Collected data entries

== Segment start ==

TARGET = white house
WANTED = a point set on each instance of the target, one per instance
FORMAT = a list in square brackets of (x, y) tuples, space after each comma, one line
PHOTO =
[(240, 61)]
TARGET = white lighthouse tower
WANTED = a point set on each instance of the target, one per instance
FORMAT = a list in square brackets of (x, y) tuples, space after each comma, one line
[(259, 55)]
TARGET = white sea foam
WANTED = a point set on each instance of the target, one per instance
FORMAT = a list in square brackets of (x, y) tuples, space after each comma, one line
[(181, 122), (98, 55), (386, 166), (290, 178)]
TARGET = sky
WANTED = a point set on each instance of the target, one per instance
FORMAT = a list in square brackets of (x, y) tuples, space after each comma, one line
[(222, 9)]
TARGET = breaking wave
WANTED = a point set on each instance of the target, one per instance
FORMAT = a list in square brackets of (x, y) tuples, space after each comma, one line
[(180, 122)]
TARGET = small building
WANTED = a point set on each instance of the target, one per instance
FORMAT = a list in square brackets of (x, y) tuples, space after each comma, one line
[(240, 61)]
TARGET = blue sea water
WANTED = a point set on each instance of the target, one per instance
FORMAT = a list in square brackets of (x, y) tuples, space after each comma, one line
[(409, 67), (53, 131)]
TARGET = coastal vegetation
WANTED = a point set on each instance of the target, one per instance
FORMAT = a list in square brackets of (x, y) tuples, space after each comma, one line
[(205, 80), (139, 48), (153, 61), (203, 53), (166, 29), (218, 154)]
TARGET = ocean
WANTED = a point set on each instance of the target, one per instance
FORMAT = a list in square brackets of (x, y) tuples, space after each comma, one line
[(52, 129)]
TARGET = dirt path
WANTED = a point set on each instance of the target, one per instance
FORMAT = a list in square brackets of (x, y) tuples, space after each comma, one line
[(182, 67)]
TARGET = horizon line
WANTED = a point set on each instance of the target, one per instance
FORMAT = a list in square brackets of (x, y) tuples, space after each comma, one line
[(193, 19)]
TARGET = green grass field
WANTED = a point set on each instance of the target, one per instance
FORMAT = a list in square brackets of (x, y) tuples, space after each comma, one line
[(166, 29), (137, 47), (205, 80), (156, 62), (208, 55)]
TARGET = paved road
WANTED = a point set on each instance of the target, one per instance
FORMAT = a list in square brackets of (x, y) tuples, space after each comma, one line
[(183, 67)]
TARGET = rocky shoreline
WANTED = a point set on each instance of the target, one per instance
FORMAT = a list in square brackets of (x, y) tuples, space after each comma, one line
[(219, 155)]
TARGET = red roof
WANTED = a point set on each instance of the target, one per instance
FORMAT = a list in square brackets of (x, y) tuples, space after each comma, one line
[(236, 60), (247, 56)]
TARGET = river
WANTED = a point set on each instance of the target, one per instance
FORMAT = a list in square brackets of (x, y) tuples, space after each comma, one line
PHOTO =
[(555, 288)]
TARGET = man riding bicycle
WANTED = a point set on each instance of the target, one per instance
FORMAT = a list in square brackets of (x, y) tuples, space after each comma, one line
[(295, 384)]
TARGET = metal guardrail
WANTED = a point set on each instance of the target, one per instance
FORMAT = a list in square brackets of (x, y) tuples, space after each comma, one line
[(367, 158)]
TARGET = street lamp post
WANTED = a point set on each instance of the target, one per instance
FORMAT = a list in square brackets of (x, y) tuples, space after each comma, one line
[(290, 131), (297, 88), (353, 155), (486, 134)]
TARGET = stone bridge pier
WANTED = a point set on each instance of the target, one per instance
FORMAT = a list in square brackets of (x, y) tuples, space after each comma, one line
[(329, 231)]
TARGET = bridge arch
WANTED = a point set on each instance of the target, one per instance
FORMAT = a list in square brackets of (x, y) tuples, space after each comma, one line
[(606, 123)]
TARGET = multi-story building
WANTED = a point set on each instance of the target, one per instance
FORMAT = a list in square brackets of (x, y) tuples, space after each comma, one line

== Segment end ==

WHAT YOU WILL DO: Every record is to be written out verbatim.

ANSWER AREA:
TARGET = white house
WANTED = a point set on each instance of the target, one per instance
FORMAT = a list in square brackets of (x, y) tuples, space after each comma, one line
PHOTO =
[(240, 61)]
TARGET = white lighthouse tower
WANTED = a point set on each instance of the target, one per instance
FORMAT = a list in square brackets of (x, y) tuples, space after each comma, one line
[(259, 55)]
TARGET = white sea foam
WANTED = a point set on each instance of the target, one per instance
FORMAT = a list in square brackets of (x, y) tuples, space after each comma, one line
[(181, 122), (98, 55), (386, 166), (290, 178)]
TARGET = sky
WANTED = a point set on each instance of the target, one per instance
FORMAT = a list in square brackets of (x, y) tuples, space after each comma, one line
[(222, 9)]
TARGET = breaking wave
WANTED = a point set on each instance of the target, one per instance
FORMAT = a list in square brackets of (x, y) tuples, space after each comma, one line
[(180, 122)]
TARGET = small building
WANTED = a point set on each instance of the target, one per instance
FORMAT = a list in square brackets of (x, y) tuples, space after each comma, one line
[(240, 61)]
TARGET = blue sea water
WANTED = a point set on each instance of the target, one per instance
FORMAT = a list in square brackets of (x, y) tuples, space after each comma, one line
[(409, 67), (53, 131)]
TARGET = coastal vegetation
WANTED = a point set on each instance of the target, one per instance
FORMAT = a list in square brackets of (x, y) tuples, space after each comma, one line
[(205, 80), (139, 48), (153, 61), (203, 53), (166, 29), (218, 154)]
TARGET = ocean
WANTED = a point set on each instance of the target, one per instance
FORMAT = a list in square brackets of (x, y) tuples, space after each comma, one line
[(52, 129)]
TARGET = dirt path
WANTED = a point set on each instance of the target, one per instance
FORMAT = a list in square brackets of (x, y) tuples, space after each comma, one line
[(182, 67)]
TARGET = horizon line
WANTED = a point set on each instance of the target, one per instance
FORMAT = a list in square brackets of (x, y) tuples, space after each comma, one line
[(193, 19)]
TARGET = green grass field
WANTED = a point set on each instance of the target, one per instance
FORMAT = a list in square brackets of (x, y) tuples, space after each comma, one line
[(166, 29), (137, 47), (205, 80), (156, 62), (208, 55)]
TARGET = paved road
WANTED = a point set on each instance of the target, one per instance
FORMAT = a list in square brackets of (x, y) tuples, space after each comma, one line
[(183, 67)]
TARGET = rocky shoreline
WANTED = a point set on each instance of the target, one per instance
FORMAT = a list in square brackets of (x, y) tuples, space after each comma, one line
[(219, 155)]
TARGET = red roof
WANTED = a point set on each instance of the target, one per instance
FORMAT = a list in square brackets of (x, y) tuples, space after each comma, one line
[(236, 60), (247, 56)]
TARGET = river
WANTED = a point set on each instance of the target, one per instance
FORMAT = a list in square brackets of (x, y) tuples, space after each comma, one line
PHOTO =
[(555, 288)]
TARGET = man riding bicycle
WANTED = a point set on each instance of the target, one per instance
FORMAT = a list in square brackets of (x, y) tuples, space after each comma, one line
[(295, 384)]
TARGET = metal guardrail
WANTED = a point set on each instance of the target, one per instance
FORMAT = a list in square brackets of (x, y) tuples, space after each comma, one line
[(367, 158)]
TARGET = street lamp post
WANTED = a point set on each instance of the target, one per instance
FORMAT = a list in square brackets of (x, y) tuples, space after each comma, one line
[(290, 131), (297, 88), (353, 155), (486, 134)]
TARGET = stone bridge pier
WANTED = a point set on each instance of the target, one per instance
FORMAT = a list in square brackets of (x, y) tuples, space after each comma, one line
[(329, 231)]
TARGET = bridge arch
WANTED = a point set on each instance of the target, one per instance
FORMAT = a list in square brackets of (x, y) tuples, space after each comma, one line
[(606, 123)]
TARGET = multi-story building
WANTED = a point set on each instance of the target, one per instance
FORMAT = a list in square brackets of (x, y) tuples, space after each comma, one line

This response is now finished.